------ Supplied data ------

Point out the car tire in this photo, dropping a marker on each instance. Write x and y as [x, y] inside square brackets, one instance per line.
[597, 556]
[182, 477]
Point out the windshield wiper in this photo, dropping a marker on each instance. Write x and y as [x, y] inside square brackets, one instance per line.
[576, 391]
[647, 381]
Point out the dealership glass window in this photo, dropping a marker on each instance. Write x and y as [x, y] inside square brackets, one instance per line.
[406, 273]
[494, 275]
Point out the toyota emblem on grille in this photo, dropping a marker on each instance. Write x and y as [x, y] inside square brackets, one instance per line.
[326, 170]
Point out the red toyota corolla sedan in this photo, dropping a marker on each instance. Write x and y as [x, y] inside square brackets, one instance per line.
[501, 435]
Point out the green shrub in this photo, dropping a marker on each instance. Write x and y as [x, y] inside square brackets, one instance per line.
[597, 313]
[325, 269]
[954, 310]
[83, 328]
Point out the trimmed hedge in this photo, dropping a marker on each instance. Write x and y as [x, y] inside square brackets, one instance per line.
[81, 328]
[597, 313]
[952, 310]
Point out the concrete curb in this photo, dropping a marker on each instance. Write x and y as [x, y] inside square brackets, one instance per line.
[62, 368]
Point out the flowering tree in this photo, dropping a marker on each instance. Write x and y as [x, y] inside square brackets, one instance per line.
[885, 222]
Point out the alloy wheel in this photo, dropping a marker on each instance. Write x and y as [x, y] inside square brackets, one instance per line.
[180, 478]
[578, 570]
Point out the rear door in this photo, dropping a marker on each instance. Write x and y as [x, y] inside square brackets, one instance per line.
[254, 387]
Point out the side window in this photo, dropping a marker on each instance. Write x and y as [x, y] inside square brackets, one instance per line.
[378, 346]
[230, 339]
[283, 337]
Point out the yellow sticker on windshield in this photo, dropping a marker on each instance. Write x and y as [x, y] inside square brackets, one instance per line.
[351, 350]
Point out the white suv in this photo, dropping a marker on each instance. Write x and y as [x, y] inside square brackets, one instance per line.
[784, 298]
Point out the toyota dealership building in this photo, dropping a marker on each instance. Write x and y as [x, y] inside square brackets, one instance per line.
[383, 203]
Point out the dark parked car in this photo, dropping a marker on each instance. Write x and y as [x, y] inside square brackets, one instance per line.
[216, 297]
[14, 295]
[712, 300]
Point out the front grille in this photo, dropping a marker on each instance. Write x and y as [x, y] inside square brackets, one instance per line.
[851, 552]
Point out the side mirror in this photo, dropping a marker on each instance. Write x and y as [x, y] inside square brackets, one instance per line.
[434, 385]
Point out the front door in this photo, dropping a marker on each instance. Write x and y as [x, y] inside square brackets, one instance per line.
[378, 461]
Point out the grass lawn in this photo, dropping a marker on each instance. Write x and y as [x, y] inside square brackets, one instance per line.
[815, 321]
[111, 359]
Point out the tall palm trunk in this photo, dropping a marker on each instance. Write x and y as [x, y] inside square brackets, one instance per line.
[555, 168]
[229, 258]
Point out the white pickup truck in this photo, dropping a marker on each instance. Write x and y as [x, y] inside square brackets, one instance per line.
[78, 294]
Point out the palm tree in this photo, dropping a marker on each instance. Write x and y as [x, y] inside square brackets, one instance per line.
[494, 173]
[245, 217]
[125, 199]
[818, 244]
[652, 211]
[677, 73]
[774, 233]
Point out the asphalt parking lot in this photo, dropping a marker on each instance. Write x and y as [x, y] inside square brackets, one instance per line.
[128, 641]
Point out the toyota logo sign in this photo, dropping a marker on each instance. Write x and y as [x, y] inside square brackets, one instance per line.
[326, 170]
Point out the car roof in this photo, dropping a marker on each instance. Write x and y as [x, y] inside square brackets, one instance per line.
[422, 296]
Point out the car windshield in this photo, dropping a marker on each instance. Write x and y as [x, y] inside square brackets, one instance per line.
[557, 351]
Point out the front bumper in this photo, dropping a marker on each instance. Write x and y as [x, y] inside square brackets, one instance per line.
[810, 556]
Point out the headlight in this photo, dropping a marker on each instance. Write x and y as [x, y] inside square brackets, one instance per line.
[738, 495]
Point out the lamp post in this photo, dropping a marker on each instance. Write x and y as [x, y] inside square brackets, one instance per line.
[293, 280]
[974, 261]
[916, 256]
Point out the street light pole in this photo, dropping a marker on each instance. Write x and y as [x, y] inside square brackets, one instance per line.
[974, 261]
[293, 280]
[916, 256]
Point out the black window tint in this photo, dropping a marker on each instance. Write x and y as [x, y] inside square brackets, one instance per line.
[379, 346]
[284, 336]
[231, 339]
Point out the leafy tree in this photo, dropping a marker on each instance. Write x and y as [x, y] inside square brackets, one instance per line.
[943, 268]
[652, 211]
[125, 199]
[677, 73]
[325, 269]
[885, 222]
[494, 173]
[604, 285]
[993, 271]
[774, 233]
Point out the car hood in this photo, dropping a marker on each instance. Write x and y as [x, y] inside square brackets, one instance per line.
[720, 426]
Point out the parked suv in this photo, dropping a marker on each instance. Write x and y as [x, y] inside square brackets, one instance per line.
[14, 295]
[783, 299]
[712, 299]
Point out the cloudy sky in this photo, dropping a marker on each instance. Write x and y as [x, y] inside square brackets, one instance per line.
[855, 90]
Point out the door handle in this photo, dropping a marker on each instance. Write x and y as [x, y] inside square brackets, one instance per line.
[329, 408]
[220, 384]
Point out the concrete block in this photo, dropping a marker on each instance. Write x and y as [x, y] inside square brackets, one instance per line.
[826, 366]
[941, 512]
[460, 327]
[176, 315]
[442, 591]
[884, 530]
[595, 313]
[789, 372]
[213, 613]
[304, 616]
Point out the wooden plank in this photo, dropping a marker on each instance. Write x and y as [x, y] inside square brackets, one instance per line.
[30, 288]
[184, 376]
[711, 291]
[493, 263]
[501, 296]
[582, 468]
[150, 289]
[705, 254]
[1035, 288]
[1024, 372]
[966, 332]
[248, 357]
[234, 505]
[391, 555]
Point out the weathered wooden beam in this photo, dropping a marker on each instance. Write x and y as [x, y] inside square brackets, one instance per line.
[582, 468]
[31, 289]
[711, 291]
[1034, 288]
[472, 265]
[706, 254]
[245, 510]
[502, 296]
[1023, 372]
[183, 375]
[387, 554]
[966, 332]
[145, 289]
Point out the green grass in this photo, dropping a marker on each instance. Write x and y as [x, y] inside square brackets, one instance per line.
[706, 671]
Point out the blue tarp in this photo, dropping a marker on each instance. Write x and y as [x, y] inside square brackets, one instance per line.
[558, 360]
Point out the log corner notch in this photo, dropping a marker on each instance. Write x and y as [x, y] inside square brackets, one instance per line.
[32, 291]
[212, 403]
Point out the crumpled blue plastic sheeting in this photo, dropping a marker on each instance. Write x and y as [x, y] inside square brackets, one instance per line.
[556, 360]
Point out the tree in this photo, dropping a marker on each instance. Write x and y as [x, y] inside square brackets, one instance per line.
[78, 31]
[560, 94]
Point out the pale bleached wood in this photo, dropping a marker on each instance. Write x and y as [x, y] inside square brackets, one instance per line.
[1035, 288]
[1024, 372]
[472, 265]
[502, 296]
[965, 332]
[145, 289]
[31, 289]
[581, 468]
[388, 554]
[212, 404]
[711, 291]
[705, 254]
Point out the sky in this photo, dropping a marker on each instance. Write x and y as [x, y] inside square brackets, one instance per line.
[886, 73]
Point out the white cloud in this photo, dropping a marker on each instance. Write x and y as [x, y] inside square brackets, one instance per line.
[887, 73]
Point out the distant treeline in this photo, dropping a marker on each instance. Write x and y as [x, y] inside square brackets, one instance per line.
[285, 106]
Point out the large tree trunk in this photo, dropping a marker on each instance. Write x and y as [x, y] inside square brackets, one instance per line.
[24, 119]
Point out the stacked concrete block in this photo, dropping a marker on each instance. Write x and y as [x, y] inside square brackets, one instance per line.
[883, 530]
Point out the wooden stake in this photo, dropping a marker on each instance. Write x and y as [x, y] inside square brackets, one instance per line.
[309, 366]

------

Exercise description –
Using the material above, reproduce exactly the line that contains "Point out the white cloud" and all lines after it through the last one, and only those.

Correct answer –
Point out the white cloud in this photo, dropping a marker on each instance. Write x and y as [x, y] inside square brackets, one instance per line.
[887, 73]
Point out the distant treeline in this photo, dropping a marker on each instance. Write x and y as [x, y] inside square brackets, one instance per line.
[285, 106]
Point out the large tree trunk in this photo, dropping a marker on each instance. Write x and y as [x, y] inside square brackets, one instance per line.
[24, 119]
Point out the stacked concrete block in this photo, dropping a marker on each instance. Write x and y as [x, y] inside square brackets, one instance per line.
[883, 530]
Point out the wooden stake in this photo, dropping a marker on each instance. Write x and y as [x, y] inside square brackets, one instance per line.
[309, 366]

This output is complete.